▶ _AVAILABLE DATA_:
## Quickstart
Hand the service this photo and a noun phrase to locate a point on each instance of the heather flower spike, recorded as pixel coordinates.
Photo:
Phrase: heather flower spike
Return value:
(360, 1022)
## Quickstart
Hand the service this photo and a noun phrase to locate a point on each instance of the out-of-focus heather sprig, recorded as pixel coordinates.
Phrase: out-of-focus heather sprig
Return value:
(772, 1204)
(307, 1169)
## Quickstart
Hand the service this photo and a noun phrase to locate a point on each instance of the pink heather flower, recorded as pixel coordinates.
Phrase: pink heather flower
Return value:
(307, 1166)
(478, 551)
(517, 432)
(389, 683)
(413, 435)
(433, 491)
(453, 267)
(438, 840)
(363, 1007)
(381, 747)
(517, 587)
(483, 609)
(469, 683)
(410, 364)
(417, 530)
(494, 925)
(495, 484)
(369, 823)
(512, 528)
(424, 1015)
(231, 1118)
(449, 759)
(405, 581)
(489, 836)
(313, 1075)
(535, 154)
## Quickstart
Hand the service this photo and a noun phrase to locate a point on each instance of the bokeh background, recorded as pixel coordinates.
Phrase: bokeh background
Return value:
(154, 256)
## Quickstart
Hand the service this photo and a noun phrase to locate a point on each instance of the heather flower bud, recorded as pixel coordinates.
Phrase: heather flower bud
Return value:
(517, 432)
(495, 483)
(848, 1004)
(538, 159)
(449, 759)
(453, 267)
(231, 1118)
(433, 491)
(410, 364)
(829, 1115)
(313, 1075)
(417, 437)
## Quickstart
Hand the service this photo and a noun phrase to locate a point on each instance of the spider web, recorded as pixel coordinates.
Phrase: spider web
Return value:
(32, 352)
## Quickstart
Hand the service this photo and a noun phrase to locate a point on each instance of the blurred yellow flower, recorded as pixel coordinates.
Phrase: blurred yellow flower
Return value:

▶ _DESCRIPTION OF THE TASK_:
Arrange the stretch of the listing above, from its first line through the line containing "(360, 1022)", as a numbered list, leaving out any blank lines.

▶ _SOLUTION_:
1. ## Quickstart
2. Hand the service this photo and a noun phrase to locate a point on each instance of the heather flower spike, recorded as pixel coordinates.
3. Photo:
4. Phrase: heather flower spike
5. Return value:
6. (360, 1022)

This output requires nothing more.